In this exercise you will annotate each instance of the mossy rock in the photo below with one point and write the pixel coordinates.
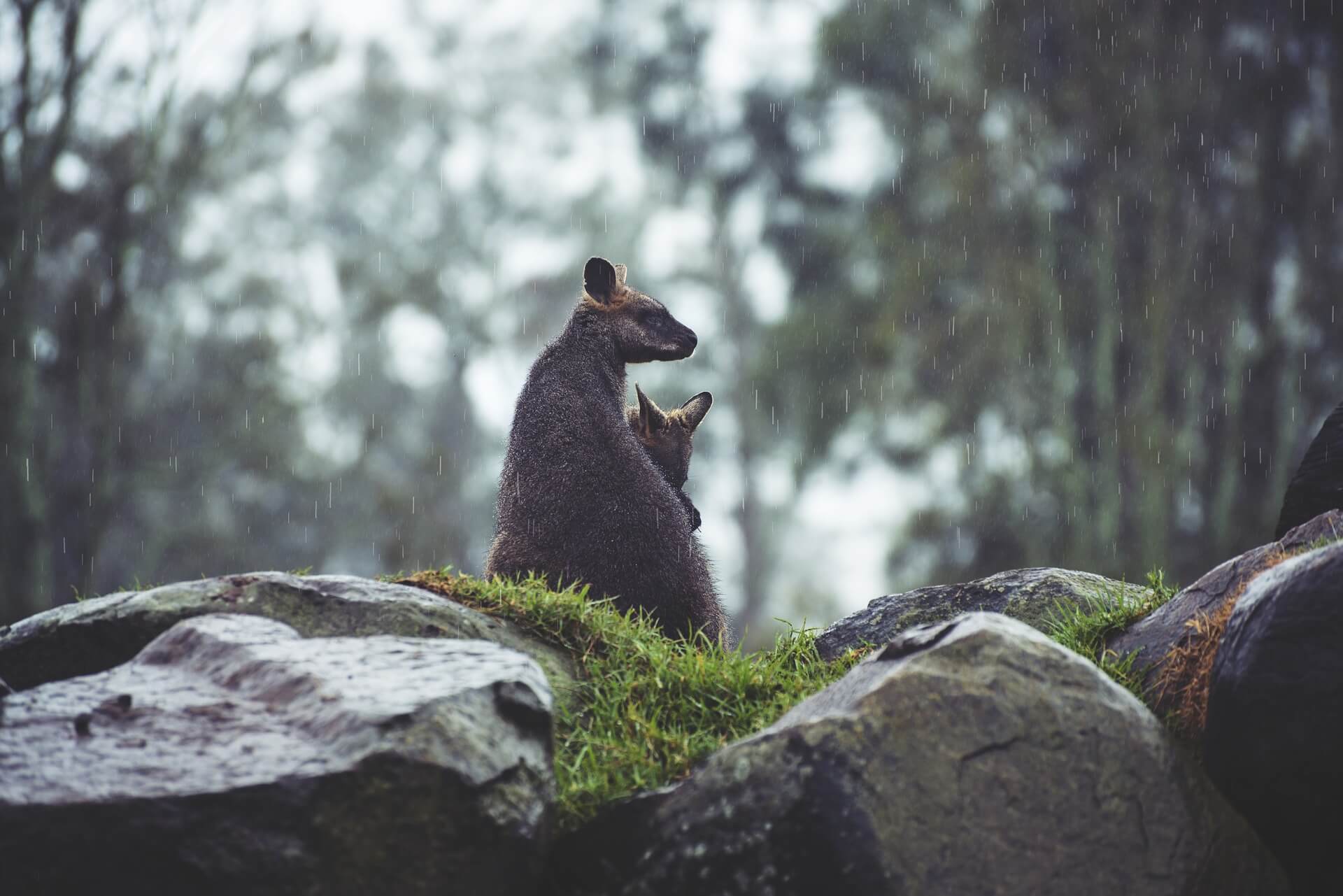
(1028, 595)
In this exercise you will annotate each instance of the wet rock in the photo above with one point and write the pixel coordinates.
(1028, 595)
(234, 757)
(1166, 630)
(1275, 713)
(974, 757)
(100, 633)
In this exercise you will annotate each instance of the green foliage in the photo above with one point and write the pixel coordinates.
(1084, 629)
(648, 707)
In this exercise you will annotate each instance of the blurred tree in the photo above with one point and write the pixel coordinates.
(1100, 265)
(725, 157)
(104, 391)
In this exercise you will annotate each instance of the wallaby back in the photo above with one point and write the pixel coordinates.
(667, 437)
(579, 497)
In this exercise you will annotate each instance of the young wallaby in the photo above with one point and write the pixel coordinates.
(579, 497)
(667, 437)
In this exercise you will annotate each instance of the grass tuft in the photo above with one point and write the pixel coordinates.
(1084, 629)
(648, 709)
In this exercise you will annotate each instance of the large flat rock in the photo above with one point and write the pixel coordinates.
(973, 757)
(100, 633)
(234, 757)
(1029, 595)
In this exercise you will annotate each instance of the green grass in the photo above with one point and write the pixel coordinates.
(648, 707)
(1086, 627)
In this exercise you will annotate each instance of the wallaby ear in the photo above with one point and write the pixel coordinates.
(599, 280)
(695, 410)
(651, 415)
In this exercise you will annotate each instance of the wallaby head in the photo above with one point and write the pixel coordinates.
(639, 325)
(667, 434)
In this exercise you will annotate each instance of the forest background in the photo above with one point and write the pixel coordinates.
(978, 285)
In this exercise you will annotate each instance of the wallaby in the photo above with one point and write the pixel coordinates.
(667, 437)
(579, 497)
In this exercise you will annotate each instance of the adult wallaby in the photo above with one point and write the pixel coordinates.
(579, 497)
(667, 437)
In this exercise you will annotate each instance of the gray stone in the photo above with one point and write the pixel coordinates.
(100, 633)
(974, 757)
(234, 757)
(1275, 713)
(1029, 595)
(1167, 627)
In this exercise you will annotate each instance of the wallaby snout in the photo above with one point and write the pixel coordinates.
(639, 325)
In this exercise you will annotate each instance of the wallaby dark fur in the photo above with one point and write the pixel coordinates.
(579, 497)
(667, 437)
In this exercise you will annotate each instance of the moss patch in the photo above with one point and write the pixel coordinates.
(1084, 627)
(648, 707)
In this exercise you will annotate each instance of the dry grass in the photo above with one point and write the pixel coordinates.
(1188, 668)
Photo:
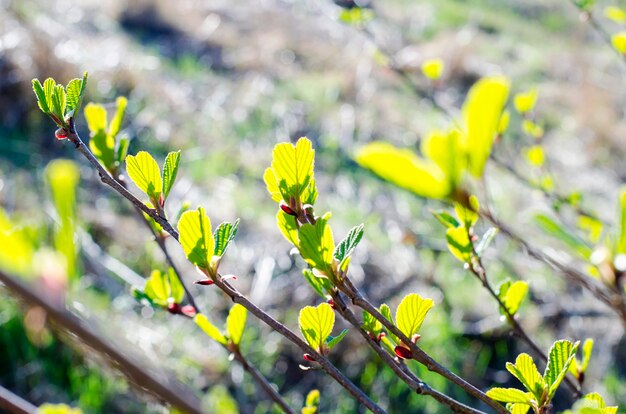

Requirement => Could you write out every one of the records above word for word, leaving out the pictures?

Output =>
In this exercise you will annotate each instance of the mossy rock in the photo below with one point and write the pixel coordinates.
(1028, 595)
In this exercise you will annotate each instance of the wet rock in the photo above with one point and write the pixel coordinates.
(1028, 595)
(234, 757)
(1166, 630)
(1275, 713)
(974, 757)
(100, 633)
In this exercise you will annotate each instance of the green foliage in the photo above with one point and write the pixel coordinates.
(1084, 629)
(648, 707)
In this exercise you will annotate each instance of the blurred tree in the photo above with one point and write the pixel coordinates.
(1100, 265)
(725, 157)
(104, 391)
In this exercise you will annotate each instance of the wallaby back in the photo above with one point and write the pixel coordinates.
(667, 437)
(579, 497)
In this exercise you will annotate each instance of the young wallaby in the photo above with one point and write the pixel coordinates.
(579, 497)
(667, 437)
In this exercise you will annotate each instance of the grass tuft in the photo above with one point and write the pixel coordinates.
(1084, 629)
(648, 709)
In this exercise you will annotate each instance of the large flat rock in the photo above with one point and write the pixel coordinates.
(973, 757)
(100, 633)
(234, 757)
(1029, 595)
In this exercise you will annotate each instance of the green grass in the photo above with one point and write the pixel coordinates.
(648, 707)
(1086, 627)
In this exercise you will annotate each instance of the wallaby ear in the photo above with one point and write the pixel coordinates.
(599, 280)
(695, 410)
(651, 415)
In this exercise you will annotate each instance of the wallaby head in the photo above with one point and write the pixel coordinates.
(639, 325)
(667, 434)
In this exercise you will annotate each instance of the forest background in the photo above with one point and write the pixel coordinates.
(978, 285)
In this exercise you will annotate each instance of the wallaby in the photo above with one point and write the pixel coordinates.
(667, 437)
(579, 497)
In this exercise you will annotate each instance of the adult wallaby in the photo above with one point and write the pixel coordinates.
(579, 497)
(667, 437)
In this exercise you will annotate each instance of the gray stone in the photo above with one point and write the pixel coordinates.
(100, 633)
(974, 757)
(234, 757)
(1275, 713)
(1029, 595)
(1167, 627)
In this exercise you will annotate each instance of the wallaby snout in the photo above with one point and write the pixel coordinates.
(639, 325)
In this exercise you will annotate each instance of the wallaby dark fur in the photo above with one point and write the pixel coordinates.
(579, 497)
(667, 437)
In this exercise you will annotate each instance of the moss patch in the photo above with one point and write the pixel coordinates.
(1084, 627)
(648, 707)
In this exercise you will annotate each instance of the dry grass in the photo above with one point and write the pixel coordinates.
(1188, 668)
Photo:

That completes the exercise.